- **TEXT PROVIDED**
--

World Down Syndrome Day, 21 March 2020 is an awakening and loud call to all the parents, families of the children with Down syndrome, to the society they live and health personnel at large by the United Nations, to raise awareness. It also seeks commitment from one and all for not sparing any effort to address the needs of the children with Down’s syndrome at all levels to enable them to achieve their fullest potential as regards the quality of life and productivity. It aims to help them assimilate with society as empowered, proud and contributing members, full of self-esteem and confidence.
This year’s theme is “We Decide”. This is in support of the United Nations Convention on the Rights of Persons with Disabilities (CRPD) which recognises effective and meaningful participation in societies as a core human right.
Down Syndrome is one of the commonest chromosomal disorders the world over. The incidence is 1 in 1000.
These children have multiple disabilities. However, a lot can be done for them through time and continuing interventions to mitigate their disabilities and facilitation of achievements to their fullest potential by simple interventions. Many of these are readily available with the final aim of making them useful and productive members of the society
Early interventions by a multidisciplinary team comprising of a physiotherapist, occupational therapist, otorhinolaryngology, ophthalmologist and speech therapist can go a long way in enabling these children to achieve their potential and to integrate and contribute to their communities. Down syndrome children have disabilities of multiple organ systems such as the heart, gastrointestinal and genitourinary systems.
These should be addressed as early as possible by surgical intervention. Early stimulation therapy with the involvement of the parents is of immense benefit for the improvement of their cognitive and social development. This intervention is most effective if provided in the early years.
Having a child in a family with Down Syndrome impacts the entire family. As such, there has been a shift in the approach of the health care system which has moved towards providing for the needs of the whole family through initiatives such as Individualised Family Service Plans (IFSPs) which outlines the support required by the whole family.
It has been recognised that the parents are best placed to facilitate their child’s language and speech development as they can maximise communication opportunities in all situations. Such ongoing interventions with the involvement of the family members can change the child’s potential outcomes at an early and malleable stage of development.
Counselling of the parents is also of paramount importance. Couples should be advised to complete their families at a young age as the chances of having a baby with Down Syndrome increases exponentially with the advancing age of the mother. A comprehensive genetic workup of the child and both the parents will enable the clinician to identify the specific chromosomal error that caused the Down Syndrome.
Counselling based on proper scientific evidence will enable the family to make informed decisions. Parents, the community and the health personnel can optimise the lives of these children through concerted, coordinated and synchronised efforts. All that is needed is that “We decide” and take a pledge to do all that we can do for these specially challenged children.
Let us all come together and decide to do whatever it takes to create a positive, healthier and productive life for these children. We must choose to do everything possible for these children and resolve not to become complacent in executing what “We Decide”.

--

[Records drawn from a dataset]
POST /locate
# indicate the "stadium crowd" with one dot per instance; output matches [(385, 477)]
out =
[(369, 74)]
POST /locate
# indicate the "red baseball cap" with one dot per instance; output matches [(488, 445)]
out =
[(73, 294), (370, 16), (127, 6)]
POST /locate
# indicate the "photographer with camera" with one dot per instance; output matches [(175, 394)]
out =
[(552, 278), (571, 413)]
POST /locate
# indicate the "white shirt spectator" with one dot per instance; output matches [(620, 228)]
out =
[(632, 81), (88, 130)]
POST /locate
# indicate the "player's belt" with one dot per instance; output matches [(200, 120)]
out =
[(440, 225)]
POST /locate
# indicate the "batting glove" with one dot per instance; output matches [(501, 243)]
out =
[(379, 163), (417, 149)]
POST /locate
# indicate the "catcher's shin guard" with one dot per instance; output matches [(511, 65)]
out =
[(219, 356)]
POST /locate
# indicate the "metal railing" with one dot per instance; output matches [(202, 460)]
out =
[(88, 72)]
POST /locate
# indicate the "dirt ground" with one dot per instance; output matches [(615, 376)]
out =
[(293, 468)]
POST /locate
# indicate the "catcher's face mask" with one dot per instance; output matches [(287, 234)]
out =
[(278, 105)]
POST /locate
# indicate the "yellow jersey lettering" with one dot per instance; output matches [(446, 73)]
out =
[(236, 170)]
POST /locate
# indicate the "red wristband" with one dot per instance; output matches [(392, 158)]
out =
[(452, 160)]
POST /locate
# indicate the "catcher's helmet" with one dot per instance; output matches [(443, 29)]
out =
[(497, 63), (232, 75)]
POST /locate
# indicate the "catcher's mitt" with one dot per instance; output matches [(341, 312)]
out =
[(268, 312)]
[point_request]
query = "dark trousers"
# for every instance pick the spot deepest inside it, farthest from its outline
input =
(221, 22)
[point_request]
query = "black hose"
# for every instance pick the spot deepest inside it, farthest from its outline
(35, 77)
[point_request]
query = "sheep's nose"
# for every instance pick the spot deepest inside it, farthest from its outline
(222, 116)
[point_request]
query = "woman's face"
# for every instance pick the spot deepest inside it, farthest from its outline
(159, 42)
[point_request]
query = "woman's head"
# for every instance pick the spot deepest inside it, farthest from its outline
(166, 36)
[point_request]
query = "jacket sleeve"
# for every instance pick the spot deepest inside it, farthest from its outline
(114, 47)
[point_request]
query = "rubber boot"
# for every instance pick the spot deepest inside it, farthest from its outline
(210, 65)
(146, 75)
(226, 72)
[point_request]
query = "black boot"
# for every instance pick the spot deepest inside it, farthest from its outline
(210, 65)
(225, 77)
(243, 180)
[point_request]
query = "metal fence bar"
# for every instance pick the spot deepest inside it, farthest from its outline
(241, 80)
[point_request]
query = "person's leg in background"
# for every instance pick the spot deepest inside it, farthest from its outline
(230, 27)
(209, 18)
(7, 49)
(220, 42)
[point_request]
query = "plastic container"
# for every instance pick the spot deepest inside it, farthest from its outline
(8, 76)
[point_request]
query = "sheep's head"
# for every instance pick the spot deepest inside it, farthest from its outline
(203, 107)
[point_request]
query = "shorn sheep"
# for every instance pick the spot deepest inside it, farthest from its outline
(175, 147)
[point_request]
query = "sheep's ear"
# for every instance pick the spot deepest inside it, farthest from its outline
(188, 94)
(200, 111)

--

- **TO DO**
a. Say whether each statement agrees with the World Down Syndrome Day text, answering yes or no and quoting the words that decide it.
(i) The theme for the 2020 observance is "We Decide."
(ii) The incidence of Down syndrome is 1 in 100.
(iii) Early stimulation therapy works best when it is given in later years.
b. Answer these questions from the World Down Syndrome Day text:
(i) Which convention does the year's theme support?
(ii) Which initiative outlines the support required by the whole family?
(iii) The chance of having a baby with Down syndrome rises exponentially with whose advancing age?
c. Reproduce the passage of the World Down Syndrome Day text that opens with the words containing "These children have" and closes with "and genitourinary systems.".

- **SOLUTIONS TO EACH TASK**
a.
(i) Yes: "This year’s theme is “We Decide”."
(ii) No: "The incidence is 1 in 1000."
(iii) No: "This intervention is most effective if provided in the early years."

b.
(i) The United Nations Convention on the Rights of Persons with Disabilities (CRPD)
(ii) Individualised Family Service Plans (IFSPs)
(iii) The mother's

c.
These children have multiple disabilities. However, a lot can be done for them through time and continuing interventions to mitigate their disabilities and facilitation of achievements to their fullest potential by simple interventions. Many of these are readily available with the final aim of making them useful and productive members of the society
Early interventions by a multidisciplinary team comprising of a physiotherapist, occupational therapist, otorhinolaryngology, ophthalmologist and speech therapist can go a long way in enabling these children to achieve their potential and to integrate and contribute to their communities. Down syndrome children have disabilities of multiple organ systems such as the heart, gastrointestinal and genitourinary systems.